**What is required:** Output the records from the line containing "At your earliest convenience, please find the ouija" through the line containing "[397,184,416,211]" as a Markdown table with the columns Row and Line, numbering each line and skipping blank lines. Leave the pictures out.

**Dataset records:**
= = = = =

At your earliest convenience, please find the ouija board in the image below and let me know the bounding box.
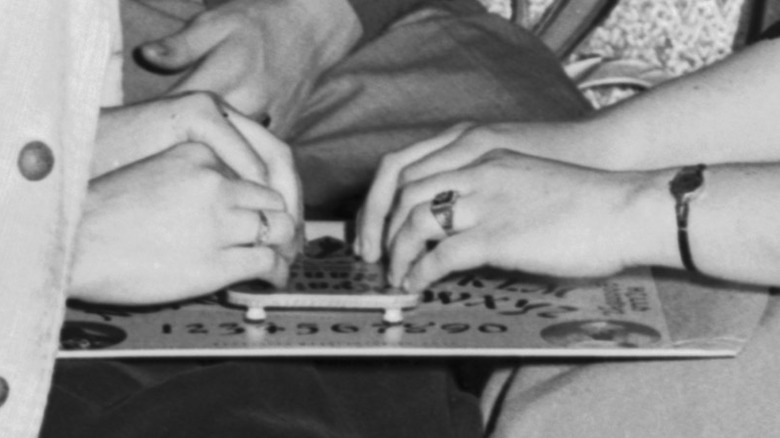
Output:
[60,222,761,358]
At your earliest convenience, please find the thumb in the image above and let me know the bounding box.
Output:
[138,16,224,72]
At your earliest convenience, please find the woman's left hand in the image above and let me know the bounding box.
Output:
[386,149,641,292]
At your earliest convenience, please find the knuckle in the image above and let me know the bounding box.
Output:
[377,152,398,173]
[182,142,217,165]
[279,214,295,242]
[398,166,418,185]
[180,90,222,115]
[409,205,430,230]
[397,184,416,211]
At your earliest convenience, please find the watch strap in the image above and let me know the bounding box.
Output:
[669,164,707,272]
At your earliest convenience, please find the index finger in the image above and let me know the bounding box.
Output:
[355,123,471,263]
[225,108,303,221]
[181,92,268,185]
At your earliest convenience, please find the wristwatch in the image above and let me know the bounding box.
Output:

= = = = =

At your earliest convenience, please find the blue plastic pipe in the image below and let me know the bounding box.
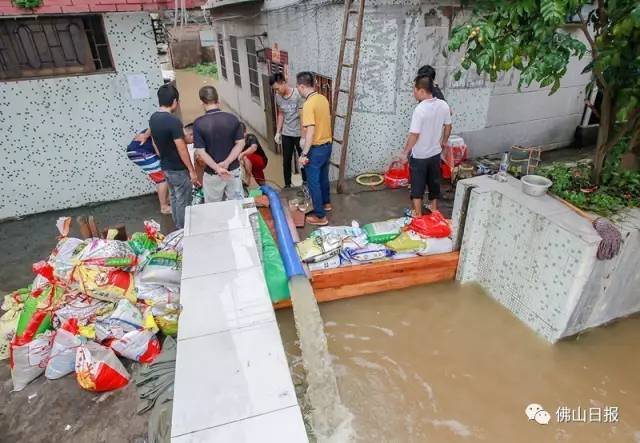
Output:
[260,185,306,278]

= = = = =

**Written answer:**
| Row | Line |
|---|---|
| 1 | At your earliest convenience, please find the ouija board in the image below and let me know the bounding box. |
| 2 | Output: |
| 3 | [60,222,761,358] |
| 4 | At your earliest convenience, please find the thumb in the image above and let me know the bounding box. |
| 5 | Output: |
| 6 | [138,16,224,72] |
| 7 | At your earliest convenience, please find the woman's left hand in the image above and let me know the bounding box. |
| 8 | Output: |
| 9 | [386,149,641,292] |
| 10 | At your earliest convenience, please find the knuckle in the image above and let me know the bounding box. |
| 11 | Output: |
| 12 | [377,152,398,173] |
| 13 | [182,142,217,165] |
| 14 | [279,214,295,242] |
| 15 | [398,166,418,185] |
| 16 | [180,90,222,115] |
| 17 | [409,205,430,230] |
| 18 | [397,184,416,211] |